> [WORK ORDER]: Retype, character for character, the line containing "Target: dirt patch in grass" along with each line after it through the end of the data, and only those.

> [Natural language region descriptions]:

□ □ □ □ □

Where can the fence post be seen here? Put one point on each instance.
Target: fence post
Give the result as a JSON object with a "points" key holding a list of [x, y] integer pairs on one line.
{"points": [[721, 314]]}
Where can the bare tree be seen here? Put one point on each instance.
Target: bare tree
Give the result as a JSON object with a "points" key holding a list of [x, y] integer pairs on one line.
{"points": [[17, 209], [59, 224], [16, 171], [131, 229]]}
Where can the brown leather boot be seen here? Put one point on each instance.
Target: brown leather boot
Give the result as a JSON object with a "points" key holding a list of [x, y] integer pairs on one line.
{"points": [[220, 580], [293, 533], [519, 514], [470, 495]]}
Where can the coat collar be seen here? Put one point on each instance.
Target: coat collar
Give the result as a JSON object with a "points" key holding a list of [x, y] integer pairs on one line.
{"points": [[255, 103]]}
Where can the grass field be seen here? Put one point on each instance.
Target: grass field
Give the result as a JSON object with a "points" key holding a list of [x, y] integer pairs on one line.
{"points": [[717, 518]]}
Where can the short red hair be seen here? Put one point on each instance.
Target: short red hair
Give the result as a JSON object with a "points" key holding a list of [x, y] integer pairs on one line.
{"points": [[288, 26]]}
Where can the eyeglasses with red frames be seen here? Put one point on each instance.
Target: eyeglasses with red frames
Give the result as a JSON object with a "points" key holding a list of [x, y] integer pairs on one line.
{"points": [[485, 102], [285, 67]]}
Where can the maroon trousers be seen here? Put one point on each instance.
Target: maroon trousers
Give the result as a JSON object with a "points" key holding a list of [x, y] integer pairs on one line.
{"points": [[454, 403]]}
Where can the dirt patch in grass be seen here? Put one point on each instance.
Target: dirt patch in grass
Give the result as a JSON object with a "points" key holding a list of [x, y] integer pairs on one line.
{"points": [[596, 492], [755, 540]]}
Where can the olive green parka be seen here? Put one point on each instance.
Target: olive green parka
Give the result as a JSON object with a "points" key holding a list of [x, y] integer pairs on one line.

□ □ □ □ □

> [OUTPUT]:
Target: dirt patch in grass
Give the result as a JSON object with a "points" key holding a list of [x, y] integer pairs on one line.
{"points": [[596, 492], [755, 540]]}
Where can the olive green parka be seen here? Put one point on each instance.
Target: olive green parka
Give the result as a JSON object with a "points" key holding a list of [x, y] integer pairs on one line.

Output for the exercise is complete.